→ TRECHO DO DOCUMENTO:
┌──

20 de janeiro de 2025 - 9:15

A posse de Donald Trump: como o presidente dos EUA quer mudar a economia, e os efeitos para o Brasil


Republicano visa favorecer a atividade doméstica e limitar a concorrência estrangeira. Primeiras ordens devem impactar a imigração, o setor de energia e a relação com parceiros comerciais. O ex-presidente e então candidato à presidência Donald Trump participa de debate da ABC News, em setembro
Win Mcnamee/Getty Images via AFP
A posse do presidente eleito dos Estados Unidos, Donald Trump, acontece nesta segunda-feira (20), e já deve trazer consigo uma série de medidas que o republicano vai adotar em seu segundo mandato.
Além dos discursos e do cerimonial de troca da Presidência, o dia também terá os primeiros decretos presidenciais, que prometem mudanças relevantes de política econômica dos EUA — e que transbordam efeitos ao redor do planeta, incluindo o Brasil.
Trump retorna à Casa Branca com um discurso protecionista, visando favorecer a atividade doméstica e limitar a concorrência estrangeira. Embora setores importantes da economia norte-americana possam se fortalecer, há uma clara pressão inflacionária.

└──

→ Registros do conjunto de dados de segmentação:
┌──

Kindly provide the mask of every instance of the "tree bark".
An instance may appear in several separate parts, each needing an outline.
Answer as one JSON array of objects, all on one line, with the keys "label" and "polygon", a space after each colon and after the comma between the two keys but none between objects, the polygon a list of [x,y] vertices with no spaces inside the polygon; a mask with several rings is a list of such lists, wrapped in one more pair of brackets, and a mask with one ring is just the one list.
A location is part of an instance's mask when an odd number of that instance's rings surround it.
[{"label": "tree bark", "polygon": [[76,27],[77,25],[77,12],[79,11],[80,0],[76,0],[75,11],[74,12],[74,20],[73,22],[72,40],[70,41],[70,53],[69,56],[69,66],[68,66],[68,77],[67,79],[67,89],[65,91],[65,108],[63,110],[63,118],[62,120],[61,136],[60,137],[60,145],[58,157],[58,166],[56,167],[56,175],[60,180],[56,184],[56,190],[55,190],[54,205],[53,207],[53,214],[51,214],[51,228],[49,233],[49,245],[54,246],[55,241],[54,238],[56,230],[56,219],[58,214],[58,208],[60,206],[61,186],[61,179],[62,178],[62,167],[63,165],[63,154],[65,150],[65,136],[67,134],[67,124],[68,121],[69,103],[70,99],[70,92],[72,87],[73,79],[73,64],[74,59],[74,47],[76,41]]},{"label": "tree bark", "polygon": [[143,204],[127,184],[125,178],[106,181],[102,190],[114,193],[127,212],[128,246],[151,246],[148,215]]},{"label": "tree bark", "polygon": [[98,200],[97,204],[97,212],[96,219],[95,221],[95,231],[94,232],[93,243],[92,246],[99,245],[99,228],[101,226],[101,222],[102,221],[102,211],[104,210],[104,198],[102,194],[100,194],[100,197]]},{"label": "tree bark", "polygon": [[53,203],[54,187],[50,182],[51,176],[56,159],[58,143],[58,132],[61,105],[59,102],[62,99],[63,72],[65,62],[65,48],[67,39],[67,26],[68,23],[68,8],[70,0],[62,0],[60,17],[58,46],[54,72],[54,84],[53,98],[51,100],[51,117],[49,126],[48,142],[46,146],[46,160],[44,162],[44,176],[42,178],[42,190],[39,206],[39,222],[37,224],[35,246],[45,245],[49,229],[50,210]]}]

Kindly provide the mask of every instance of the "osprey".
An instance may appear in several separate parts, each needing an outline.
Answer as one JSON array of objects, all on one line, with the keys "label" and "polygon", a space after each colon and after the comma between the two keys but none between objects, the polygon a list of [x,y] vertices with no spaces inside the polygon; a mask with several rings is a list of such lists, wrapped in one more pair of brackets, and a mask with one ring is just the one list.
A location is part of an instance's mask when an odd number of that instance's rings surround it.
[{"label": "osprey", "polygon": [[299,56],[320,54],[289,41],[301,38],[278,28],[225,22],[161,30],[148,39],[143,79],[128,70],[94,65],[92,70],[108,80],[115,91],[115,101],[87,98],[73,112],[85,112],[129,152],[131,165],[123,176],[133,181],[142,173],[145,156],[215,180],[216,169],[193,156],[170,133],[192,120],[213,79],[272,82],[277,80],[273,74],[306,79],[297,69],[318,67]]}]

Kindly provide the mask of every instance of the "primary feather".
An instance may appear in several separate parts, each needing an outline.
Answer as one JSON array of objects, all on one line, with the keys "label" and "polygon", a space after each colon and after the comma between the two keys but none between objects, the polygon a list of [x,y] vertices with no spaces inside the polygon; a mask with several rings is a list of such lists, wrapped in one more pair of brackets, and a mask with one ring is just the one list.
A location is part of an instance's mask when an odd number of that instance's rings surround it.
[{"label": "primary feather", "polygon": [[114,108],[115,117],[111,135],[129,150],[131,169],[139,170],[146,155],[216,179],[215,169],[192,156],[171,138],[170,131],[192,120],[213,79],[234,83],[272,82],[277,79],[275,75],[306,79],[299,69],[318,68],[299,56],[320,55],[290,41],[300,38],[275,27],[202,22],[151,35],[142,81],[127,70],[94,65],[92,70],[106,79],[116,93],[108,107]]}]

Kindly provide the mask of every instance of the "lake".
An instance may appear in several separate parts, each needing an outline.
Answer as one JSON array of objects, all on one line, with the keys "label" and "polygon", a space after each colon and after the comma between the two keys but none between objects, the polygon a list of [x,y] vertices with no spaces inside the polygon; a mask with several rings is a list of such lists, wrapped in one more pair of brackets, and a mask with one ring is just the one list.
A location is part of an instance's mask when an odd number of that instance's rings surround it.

└──

→ INSTRUÇÕES DE TRABALHO:
1. No texto sobre a posse de Donald Trump, quais áreas as primeiras ordens devem impactar?
2. Dê prosseguimento ao texto sobre a posse de Donald Trump e a economia dos EUA, começando logo após a última frase.

→ RESPOSTAS EM ORDEM:
1. A imigração, o setor de energia e a relação com parceiros comerciais.

2.
O presidente promete mudanças nas políticas de imigração, no setor de energia e nas relações comerciais da maior economia do mundo. Trump espera um aumento de produtividade das empresas, mas há o risco de aumento nos preços pela redução da mão de obra ou pelo efeito de muitas taxas contra concorrentes de fora.
Sendo esse o cenário, o Federal Reserve (Fed) terá mais dificuldade de controlar a inflação e poderá ser obrigado a interromper o ciclo de queda das taxas de juros por lá — ou até mesmo aumentá-las.
E juros mais altos nos EUA aumentam a rentabilidade dos títulos públicos do país, considerados os mais seguros do mundo. Com o fluxo de dinheiro voltado para lá, o dólar se valoriza frente a outras moedas.
Para o Brasil, um real mais fraco significa inflação mais alta. Com juros elevados no exterior, o Banco Central (BC) pode precisar subir a taxa básica de juros brasileira (ou mantê-la alta) para evitar a saída de investidores do país.
Por fim, há mudanças importantes no comércio exterior, já que os EUA são o nosso segundo maior parceiro comercial.
Entenda abaixo como as medidas podem afetar o Brasil, e o que esperar para os próximos meses.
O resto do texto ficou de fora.